(TRY IT): A word-for-word transcript of every entry is required.

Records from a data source
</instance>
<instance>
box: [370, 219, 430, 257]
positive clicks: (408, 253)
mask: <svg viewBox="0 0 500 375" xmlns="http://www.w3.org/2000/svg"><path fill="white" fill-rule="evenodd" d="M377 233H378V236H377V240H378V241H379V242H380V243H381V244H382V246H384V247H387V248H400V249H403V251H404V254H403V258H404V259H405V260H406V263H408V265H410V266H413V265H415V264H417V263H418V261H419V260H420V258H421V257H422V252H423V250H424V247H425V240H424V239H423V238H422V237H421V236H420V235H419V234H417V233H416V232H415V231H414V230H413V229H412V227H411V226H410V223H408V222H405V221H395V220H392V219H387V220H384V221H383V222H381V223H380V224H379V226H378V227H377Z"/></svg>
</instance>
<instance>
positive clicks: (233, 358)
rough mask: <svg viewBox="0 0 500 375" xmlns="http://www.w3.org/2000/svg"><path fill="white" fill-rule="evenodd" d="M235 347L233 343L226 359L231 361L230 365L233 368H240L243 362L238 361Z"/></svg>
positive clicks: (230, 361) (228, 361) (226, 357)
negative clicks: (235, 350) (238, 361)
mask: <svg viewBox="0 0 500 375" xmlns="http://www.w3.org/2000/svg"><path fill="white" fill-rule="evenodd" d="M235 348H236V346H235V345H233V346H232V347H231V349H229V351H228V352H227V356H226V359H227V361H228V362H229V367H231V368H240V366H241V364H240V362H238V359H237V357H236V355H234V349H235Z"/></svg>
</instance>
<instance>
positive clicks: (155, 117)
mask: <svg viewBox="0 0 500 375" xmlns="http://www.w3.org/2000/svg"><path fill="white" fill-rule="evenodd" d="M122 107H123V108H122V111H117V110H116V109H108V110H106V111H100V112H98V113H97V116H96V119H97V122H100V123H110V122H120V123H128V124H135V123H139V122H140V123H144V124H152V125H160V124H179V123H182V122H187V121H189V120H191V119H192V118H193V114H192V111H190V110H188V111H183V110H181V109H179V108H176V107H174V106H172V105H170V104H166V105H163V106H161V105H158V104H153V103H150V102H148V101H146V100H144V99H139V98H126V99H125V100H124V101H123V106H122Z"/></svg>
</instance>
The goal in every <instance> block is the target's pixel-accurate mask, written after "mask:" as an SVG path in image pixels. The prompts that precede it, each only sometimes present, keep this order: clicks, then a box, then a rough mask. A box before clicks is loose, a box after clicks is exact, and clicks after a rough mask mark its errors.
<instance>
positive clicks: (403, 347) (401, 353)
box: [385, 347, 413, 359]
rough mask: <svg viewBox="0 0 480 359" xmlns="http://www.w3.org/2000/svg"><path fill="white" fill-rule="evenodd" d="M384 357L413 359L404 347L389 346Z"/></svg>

(RESULT OF THIS TASK):
</instance>
<instance>
box: [370, 219, 430, 257]
positive clicks: (408, 253)
mask: <svg viewBox="0 0 500 375" xmlns="http://www.w3.org/2000/svg"><path fill="white" fill-rule="evenodd" d="M377 233H378V236H377V240H378V241H379V242H380V243H381V244H382V246H384V247H387V248H400V249H403V251H404V254H403V258H404V259H405V260H406V263H408V265H410V266H413V265H415V264H417V263H418V261H419V260H420V258H421V257H422V252H423V250H424V247H425V240H424V239H423V238H422V237H421V236H420V235H419V234H417V233H416V232H415V231H414V230H413V229H412V227H411V226H410V223H408V222H405V221H395V220H392V219H387V220H384V221H383V222H381V223H380V224H379V226H378V227H377Z"/></svg>
</instance>
<instance>
positive clicks: (233, 358)
rough mask: <svg viewBox="0 0 500 375" xmlns="http://www.w3.org/2000/svg"><path fill="white" fill-rule="evenodd" d="M235 347L233 343L226 359L231 361L230 365L233 368H240L243 362L238 361Z"/></svg>
positive clicks: (230, 361) (228, 361) (226, 357)
negative clicks: (235, 350) (238, 361)
mask: <svg viewBox="0 0 500 375" xmlns="http://www.w3.org/2000/svg"><path fill="white" fill-rule="evenodd" d="M235 348H236V346H235V345H233V346H232V347H231V349H229V351H228V352H227V356H226V359H227V361H228V362H229V367H231V368H240V366H241V364H240V362H238V359H237V357H236V355H234V349H235Z"/></svg>
</instance>
<instance>
positive clicks: (155, 117)
mask: <svg viewBox="0 0 500 375" xmlns="http://www.w3.org/2000/svg"><path fill="white" fill-rule="evenodd" d="M122 107H123V108H122V111H117V110H116V109H108V110H106V111H100V112H98V113H97V116H96V119H97V122H100V123H110V122H120V123H128V124H135V123H139V122H140V123H144V124H152V125H160V124H179V123H182V122H187V121H189V120H191V119H192V118H193V114H192V111H190V110H188V111H183V110H181V109H179V108H176V107H174V106H172V105H170V104H166V105H163V106H161V105H158V104H153V103H150V102H148V101H146V100H144V99H139V98H126V99H125V100H124V101H123V106H122Z"/></svg>
</instance>
The goal in every <instance> block is the target's pixel-accurate mask, written after "mask:" as an SVG path in image pixels. The prompts that precede it, each only sometimes present, keep this order: clicks, then a box, then a rough mask. A box before clicks is loose, a box after clicks is exact, and clicks after a rough mask mark its errors.
<instance>
positive clicks: (403, 347) (401, 353)
box: [385, 347, 413, 359]
rough mask: <svg viewBox="0 0 480 359" xmlns="http://www.w3.org/2000/svg"><path fill="white" fill-rule="evenodd" d="M384 357L413 359L404 347L389 346Z"/></svg>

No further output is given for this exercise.